**What needs to be done:**
Starting at the line containing "Can you find the bird's head?" and ending at the last line of the records, write out every line again, requests included, with each coordinate in the answers shifted up by 9.
======== Exercise material
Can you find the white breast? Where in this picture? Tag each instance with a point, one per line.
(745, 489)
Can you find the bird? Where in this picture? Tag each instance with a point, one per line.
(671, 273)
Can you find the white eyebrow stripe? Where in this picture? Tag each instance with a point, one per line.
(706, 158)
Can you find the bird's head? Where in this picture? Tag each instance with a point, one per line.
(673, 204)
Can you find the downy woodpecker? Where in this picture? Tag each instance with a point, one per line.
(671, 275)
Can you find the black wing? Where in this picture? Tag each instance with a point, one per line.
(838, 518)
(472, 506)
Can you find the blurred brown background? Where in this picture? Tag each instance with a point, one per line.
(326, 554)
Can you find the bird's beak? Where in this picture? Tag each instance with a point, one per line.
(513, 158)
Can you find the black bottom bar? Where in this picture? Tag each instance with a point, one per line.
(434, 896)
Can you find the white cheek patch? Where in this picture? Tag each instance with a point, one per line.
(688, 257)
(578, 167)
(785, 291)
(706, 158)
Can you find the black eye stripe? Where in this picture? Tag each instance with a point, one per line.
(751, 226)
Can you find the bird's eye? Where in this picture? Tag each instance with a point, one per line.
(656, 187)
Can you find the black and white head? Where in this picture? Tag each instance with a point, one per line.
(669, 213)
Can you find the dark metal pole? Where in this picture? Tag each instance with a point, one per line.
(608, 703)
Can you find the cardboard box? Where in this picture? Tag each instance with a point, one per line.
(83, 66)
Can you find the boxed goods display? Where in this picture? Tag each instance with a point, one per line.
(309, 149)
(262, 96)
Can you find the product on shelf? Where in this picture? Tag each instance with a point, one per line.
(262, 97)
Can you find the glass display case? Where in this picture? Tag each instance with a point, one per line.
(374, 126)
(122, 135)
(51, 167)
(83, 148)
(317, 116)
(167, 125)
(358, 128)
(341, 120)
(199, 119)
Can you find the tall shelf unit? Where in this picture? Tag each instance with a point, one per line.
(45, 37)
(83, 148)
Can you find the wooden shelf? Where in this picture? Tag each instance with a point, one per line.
================
**Solution to the exercise:**
Can you find the bird's head? Where in this picture? Tag each instance with a point, one per line.
(682, 213)
Can you find the downy woodpecker? Where in this picture? Tag each instance with a point, one per line.
(680, 284)
Can you find the black wing? Where in this picture? Tag each instance with a point, one per line.
(847, 527)
(481, 515)
Can you find the blurred brown background? Where in this picture? Tag each instance with a point, one per line.
(335, 563)
Can you find the bird's beak? Where in this picture? Tag each instance with a point, one per line.
(522, 167)
Can you find the black bottom bar? Where in this picture? Tag each instance with a point, one per line.
(443, 905)
Can you find the white cheek patch? Where in this picture? Tag each instance with a point, one per line.
(697, 266)
(587, 176)
(794, 300)
(715, 167)
Can you find the black eye stripe? Where in this picture? Tag each instance with a point, one per line.
(760, 235)
Can you find the bird's eye? Where in this picture? Tag each instance with a point, one per line.
(665, 196)
Can you find the black and white head? Where in this picture? Tag each instance with a point, one per line.
(678, 222)
Can you find the dark metal pole? Where in this picture? Tag each instance with a point, one per line.
(617, 712)
Can you find the cardboard box? Where in this picture? Tag each instance with a point, one per line.
(92, 75)
Can you find the boxed goods display? Where in this picture? Tag each instance with a point, one per line.
(318, 158)
(271, 105)
Can you find the product on shelf? Where in this picture? Tag each instance with a point, one per line.
(271, 106)
Can you find the glass display case? Where in this picture? Tag each instance with a point, one per line.
(383, 135)
(131, 144)
(60, 176)
(92, 157)
(326, 125)
(176, 134)
(367, 137)
(350, 129)
(208, 128)
Can you find the tall shelf unit? Where in this picture? Tag each instance with a point, one per line.
(54, 46)
(92, 157)
Can you find the wooden shelf? Where in this picture? Tag each instance with a point, one per line.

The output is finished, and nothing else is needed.